Copy out, unchanged, the stretch of the material below from the line containing "Where in the photo above can the man's black" through its final line, and nothing else.

**** Data

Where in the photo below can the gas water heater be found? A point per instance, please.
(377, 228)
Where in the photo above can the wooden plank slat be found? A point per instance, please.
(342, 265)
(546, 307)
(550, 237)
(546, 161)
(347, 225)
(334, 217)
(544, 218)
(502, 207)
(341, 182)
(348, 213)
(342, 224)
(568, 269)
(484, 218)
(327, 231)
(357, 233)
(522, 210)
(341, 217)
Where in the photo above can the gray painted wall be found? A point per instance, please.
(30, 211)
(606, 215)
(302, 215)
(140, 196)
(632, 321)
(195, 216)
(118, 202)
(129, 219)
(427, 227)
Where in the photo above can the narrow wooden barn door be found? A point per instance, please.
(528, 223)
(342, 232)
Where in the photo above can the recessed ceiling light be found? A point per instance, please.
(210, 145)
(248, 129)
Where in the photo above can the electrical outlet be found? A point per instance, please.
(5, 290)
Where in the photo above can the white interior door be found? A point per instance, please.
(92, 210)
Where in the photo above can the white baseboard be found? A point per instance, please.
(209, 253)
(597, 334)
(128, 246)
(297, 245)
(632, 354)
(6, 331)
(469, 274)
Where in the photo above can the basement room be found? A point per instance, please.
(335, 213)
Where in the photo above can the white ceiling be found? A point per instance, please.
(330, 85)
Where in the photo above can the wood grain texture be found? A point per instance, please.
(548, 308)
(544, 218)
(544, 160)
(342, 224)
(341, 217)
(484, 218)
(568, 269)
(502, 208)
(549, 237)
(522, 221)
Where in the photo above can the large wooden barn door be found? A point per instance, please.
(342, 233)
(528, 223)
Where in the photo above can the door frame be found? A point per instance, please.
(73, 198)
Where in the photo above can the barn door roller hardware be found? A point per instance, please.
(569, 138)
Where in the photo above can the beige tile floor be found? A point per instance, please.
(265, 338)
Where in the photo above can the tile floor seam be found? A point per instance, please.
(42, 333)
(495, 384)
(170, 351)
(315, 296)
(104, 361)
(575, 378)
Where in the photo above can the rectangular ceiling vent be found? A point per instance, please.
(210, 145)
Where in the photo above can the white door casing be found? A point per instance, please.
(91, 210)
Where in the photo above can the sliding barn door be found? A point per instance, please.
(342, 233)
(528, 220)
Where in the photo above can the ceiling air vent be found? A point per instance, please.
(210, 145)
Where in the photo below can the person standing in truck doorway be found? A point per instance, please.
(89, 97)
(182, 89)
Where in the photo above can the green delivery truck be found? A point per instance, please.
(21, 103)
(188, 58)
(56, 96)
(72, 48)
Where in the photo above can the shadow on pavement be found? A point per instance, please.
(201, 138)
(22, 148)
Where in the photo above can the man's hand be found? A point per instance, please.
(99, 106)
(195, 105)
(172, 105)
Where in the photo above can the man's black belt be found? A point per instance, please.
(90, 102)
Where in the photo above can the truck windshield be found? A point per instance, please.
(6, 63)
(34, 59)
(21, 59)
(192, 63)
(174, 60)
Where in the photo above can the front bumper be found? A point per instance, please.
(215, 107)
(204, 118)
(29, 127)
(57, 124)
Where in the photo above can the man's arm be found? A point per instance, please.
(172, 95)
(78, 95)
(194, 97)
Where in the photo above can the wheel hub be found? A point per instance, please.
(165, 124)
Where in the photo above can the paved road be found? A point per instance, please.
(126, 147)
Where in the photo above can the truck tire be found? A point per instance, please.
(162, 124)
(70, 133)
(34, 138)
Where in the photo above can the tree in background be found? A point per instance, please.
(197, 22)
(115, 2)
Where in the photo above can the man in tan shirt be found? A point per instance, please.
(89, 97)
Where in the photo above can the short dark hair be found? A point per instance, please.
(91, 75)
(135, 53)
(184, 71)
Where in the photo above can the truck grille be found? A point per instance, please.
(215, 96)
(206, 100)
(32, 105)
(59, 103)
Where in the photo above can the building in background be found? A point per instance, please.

********

■ **Solution**
Where in the photo above can the man's black belt be found? A point per instance, please.
(90, 102)
Where in the photo above can the truck windshield be found? A point per instance, please.
(6, 63)
(34, 59)
(21, 59)
(192, 63)
(174, 60)
Where in the photo above can the front bumper be found? A point per instance, please.
(215, 107)
(204, 118)
(29, 127)
(57, 124)
Where in the photo above can the man's arm be found? A point per instance, please.
(172, 95)
(78, 95)
(194, 97)
Where in the photo above can the wheel hub be found? A point per instance, please.
(165, 124)
Where in the photo above can the paved road be found? A point per instance, please.
(126, 147)
Where in the photo above can the truck tire be found? A point per instance, please.
(162, 124)
(70, 133)
(34, 138)
Where in the photo above can the tree in background be found? A point per instance, please.
(197, 22)
(115, 2)
Where in the photo above can the man in tan shirt be found? A point per instance, please.
(89, 97)
Where in the photo above can the short dark hair be found? A point per instance, please.
(91, 75)
(135, 53)
(184, 71)
Where in the photo above can the truck grille be found? A point per instance, please.
(215, 96)
(206, 100)
(32, 105)
(59, 103)
Where in the photo above can the building in background be found? A point per instance, please.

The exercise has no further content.